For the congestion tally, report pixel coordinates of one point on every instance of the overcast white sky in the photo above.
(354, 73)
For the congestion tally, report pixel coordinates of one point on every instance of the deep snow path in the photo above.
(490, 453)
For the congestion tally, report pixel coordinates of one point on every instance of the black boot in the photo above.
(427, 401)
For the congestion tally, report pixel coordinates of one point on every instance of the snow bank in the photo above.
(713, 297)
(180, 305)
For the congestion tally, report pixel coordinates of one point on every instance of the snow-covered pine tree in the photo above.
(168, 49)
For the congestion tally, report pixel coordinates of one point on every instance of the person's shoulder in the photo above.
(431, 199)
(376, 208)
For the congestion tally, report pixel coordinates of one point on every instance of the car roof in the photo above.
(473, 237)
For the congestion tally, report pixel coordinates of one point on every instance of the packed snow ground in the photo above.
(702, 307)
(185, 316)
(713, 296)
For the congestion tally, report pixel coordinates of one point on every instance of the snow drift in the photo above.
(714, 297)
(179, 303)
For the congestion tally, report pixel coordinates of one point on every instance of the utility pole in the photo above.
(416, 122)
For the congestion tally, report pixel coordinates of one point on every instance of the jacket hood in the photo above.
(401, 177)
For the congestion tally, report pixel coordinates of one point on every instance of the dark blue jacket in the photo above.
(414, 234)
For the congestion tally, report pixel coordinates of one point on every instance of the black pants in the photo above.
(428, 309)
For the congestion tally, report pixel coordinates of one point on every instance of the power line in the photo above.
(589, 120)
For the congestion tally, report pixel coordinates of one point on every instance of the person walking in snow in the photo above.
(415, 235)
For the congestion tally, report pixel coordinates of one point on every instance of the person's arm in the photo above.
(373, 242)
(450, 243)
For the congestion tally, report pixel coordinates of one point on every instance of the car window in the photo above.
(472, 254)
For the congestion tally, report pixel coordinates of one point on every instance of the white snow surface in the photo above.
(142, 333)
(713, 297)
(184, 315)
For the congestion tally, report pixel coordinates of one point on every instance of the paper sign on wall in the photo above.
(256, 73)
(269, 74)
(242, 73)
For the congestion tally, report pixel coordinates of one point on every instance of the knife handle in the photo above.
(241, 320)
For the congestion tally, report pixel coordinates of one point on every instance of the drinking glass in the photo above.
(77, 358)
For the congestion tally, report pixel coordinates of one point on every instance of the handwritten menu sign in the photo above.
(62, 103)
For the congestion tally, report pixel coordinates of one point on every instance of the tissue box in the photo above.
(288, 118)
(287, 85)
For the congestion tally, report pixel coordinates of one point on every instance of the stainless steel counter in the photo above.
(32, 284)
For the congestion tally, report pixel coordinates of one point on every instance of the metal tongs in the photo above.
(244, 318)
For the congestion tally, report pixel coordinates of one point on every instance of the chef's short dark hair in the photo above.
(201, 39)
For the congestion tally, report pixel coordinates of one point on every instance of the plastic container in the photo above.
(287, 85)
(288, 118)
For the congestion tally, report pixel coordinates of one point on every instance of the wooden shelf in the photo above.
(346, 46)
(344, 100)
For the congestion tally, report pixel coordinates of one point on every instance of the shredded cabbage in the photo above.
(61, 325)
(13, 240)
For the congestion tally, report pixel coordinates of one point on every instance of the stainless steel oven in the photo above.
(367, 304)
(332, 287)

REQUIREMENT:
Reproduce all of the data above line for line, with no changes.

REPLY TO THE EXERCISE:
For the congestion tally, report pixel coordinates of one point on every instance of the overcast white sky in the photo above.
(354, 73)
For the congestion tally, report pixel coordinates of one point on every instance of the deep snow path in the photo above.
(490, 453)
For the congestion tally, report pixel coordinates of one point on every instance of the black boot in the photo above.
(427, 401)
For the congestion tally, report pixel coordinates of one point on every instance of the snow bank in the photo above.
(713, 297)
(180, 305)
For the congestion tally, report pixel coordinates of one point on every instance of the snow-covered pine tree in the photo above.
(168, 49)
For the congestion tally, report pixel coordinates of one point on every instance of the person's shoulder in the photo above.
(431, 199)
(376, 208)
For the congestion tally, report pixel coordinates of one point on every instance of the car roof in the photo above.
(473, 237)
For the congestion tally, report pixel coordinates of one point on every instance of the packed snow ground in the photo above.
(702, 307)
(185, 316)
(713, 296)
For the congestion tally, report pixel coordinates of one point on every instance of the snow drift in the photo above.
(714, 297)
(179, 303)
For the congestion tally, report pixel coordinates of one point on every instance of the utility pole in the photo above.
(416, 122)
For the congestion tally, report pixel coordinates of one point on every instance of the jacket hood in the photo above.
(401, 177)
For the congestion tally, report pixel coordinates of one point on every instance of the dark blue jacket in the photo above.
(414, 234)
For the congestion tally, report pixel coordinates of one point on every instance of the black pants in the photo above.
(428, 309)
For the congestion tally, report pixel coordinates of one point on every instance of the power line in the photo above.
(589, 120)
For the congestion tally, report pixel coordinates of one point on every instance of the person walking in snow in the photo above.
(415, 235)
For the congestion tally, report pixel coordinates of one point on every instance of the person's arm in the photo above.
(373, 242)
(450, 243)
For the congestion tally, report pixel coordinates of one point on every instance of the car window in the photo above.
(472, 254)
For the congestion tally, report pixel coordinates of one point on every instance of the white snow surface in the photo above.
(142, 333)
(713, 297)
(184, 315)
For the congestion tally, report pixel coordinates of one point on every instance of the paper sign on wall in the photo above.
(256, 73)
(269, 74)
(242, 73)
For the congestion tally, report pixel coordinates of one point on every instance of the knife handle in the photo above.
(241, 320)
For the congestion tally, report pixel coordinates of one point on every instance of the drinking glass in the photo above.
(77, 358)
For the congestion tally, report pixel coordinates of one point on every instance of the handwritten menu sign in the photo above.
(62, 103)
For the congestion tally, report pixel coordinates of one point on every instance of the tissue box in the photo above.
(288, 118)
(287, 85)
For the congestion tally, report pixel coordinates of one point on every instance of the stainless steel counter in the photo above.
(32, 284)
For the congestion tally, report pixel coordinates of one point on every instance of the metal tongs in the photo above.
(244, 318)
For the congestion tally, report pixel coordinates of one point on every instance of the chef's short dark hair in the photo above.
(201, 39)
For the congestion tally, report pixel coordinates of one point on every instance of the plastic container in the photo above.
(287, 85)
(288, 118)
For the congestion tally, report pixel coordinates of one point on every instance of the wooden shelf in the photo above.
(346, 46)
(344, 100)
For the congestion tally, report pixel coordinates of one point on every instance of the shredded cabbage in the photo above.
(61, 325)
(13, 240)
For the congestion tally, report pixel coordinates of one point on every instance of the stainless steel oven in the photo above.
(367, 304)
(332, 287)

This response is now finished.